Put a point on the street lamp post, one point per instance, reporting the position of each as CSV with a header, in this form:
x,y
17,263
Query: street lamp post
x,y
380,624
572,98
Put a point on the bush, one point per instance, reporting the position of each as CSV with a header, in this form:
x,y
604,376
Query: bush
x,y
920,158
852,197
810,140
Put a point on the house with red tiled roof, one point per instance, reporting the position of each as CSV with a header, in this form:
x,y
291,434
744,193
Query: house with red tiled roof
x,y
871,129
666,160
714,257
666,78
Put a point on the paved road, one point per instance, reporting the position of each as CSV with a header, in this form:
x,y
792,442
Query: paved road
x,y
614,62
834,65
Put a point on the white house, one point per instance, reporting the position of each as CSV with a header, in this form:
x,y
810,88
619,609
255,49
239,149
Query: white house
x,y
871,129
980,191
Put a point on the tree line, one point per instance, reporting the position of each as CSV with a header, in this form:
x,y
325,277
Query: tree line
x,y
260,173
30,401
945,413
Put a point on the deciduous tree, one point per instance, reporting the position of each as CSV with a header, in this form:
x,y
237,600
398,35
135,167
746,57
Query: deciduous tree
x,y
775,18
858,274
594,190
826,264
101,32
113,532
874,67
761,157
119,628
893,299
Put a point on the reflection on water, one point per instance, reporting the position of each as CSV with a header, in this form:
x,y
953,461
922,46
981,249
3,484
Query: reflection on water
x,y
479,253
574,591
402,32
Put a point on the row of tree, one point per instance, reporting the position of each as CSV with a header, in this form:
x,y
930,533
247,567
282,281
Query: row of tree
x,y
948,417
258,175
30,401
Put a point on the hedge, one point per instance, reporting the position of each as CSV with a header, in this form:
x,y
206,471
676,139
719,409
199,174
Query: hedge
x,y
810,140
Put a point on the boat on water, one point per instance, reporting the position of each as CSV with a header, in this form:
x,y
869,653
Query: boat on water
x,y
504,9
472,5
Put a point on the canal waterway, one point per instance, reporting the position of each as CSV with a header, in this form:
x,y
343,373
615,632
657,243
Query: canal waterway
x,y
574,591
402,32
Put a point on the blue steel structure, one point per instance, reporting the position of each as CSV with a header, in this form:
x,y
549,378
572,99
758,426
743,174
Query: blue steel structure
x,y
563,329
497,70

■ ■ ■

Exercise description -
Reproduce every one of the records above line for line, with no changes.

Result of this task -
Put a point on the street lamp post, one point per instance, reporting the position of each as CSV with a header, in this form:
x,y
17,263
Query: street lamp post
x,y
380,624
572,98
Put a point on the bush, one point per instance, reporting the position of each as CSV with a header, in this form:
x,y
604,376
Query: bush
x,y
920,158
852,197
810,140
Put a point on the house with red tiled roof, one point per instance, reporting the position of each as CSV with a header, in this form:
x,y
291,434
744,193
Query: house with red tiled roof
x,y
871,129
666,160
714,257
666,78
Put a point on the paved road, one point per instance, reporting the position of each as CSV with a header, in this form:
x,y
792,442
Query: paved road
x,y
614,62
834,65
Put a point on the white house, one point per instance, reporting the position of each as CSV with a header, in this form:
x,y
810,88
619,609
255,49
239,149
Query: white house
x,y
871,129
980,191
Put a point on the tree line, one point per instance, reporting the position of each as CSV with a header, in this form:
x,y
325,277
Query: tree line
x,y
260,173
30,401
945,413
Put a point on the deciduous tree, one point per instance, reporting the position of each as CSV with a header, in this form:
x,y
237,600
398,35
135,167
746,57
Query: deciduous tree
x,y
775,18
858,274
594,190
826,264
101,32
113,532
874,67
761,157
119,628
893,299
Put a point on the reflection on water, one point per instance, reporting the position of each as CSV with a header, in this form:
x,y
953,461
922,46
981,249
3,484
Query: reflection on water
x,y
479,253
574,591
402,32
Put a point on the row of tree, one point per instance, reporting the position of each as CSV with a header, in this form:
x,y
930,533
247,567
282,281
Query: row of tree
x,y
948,417
258,175
30,401
Put a point on the hedge, one point per instance, reporting the position of each as CSV with a header, in this form:
x,y
206,471
676,139
719,409
199,174
Query: hedge
x,y
810,140
Put a point on the boat on water, one point per instance, reporting the position of each as CSV with a header, in this form:
x,y
869,653
Query: boat on water
x,y
504,9
472,5
Put a point on the canal waterway, one point per instance, reporting the position of each as CSV with a header, in this form:
x,y
343,373
615,632
657,243
Query: canal waterway
x,y
574,591
402,32
Put a point on the blue steel structure, one point per instance, reporting the position of each as CSV with a header, in this form:
x,y
549,378
572,99
758,426
743,174
Query: blue steel structure
x,y
563,329
497,70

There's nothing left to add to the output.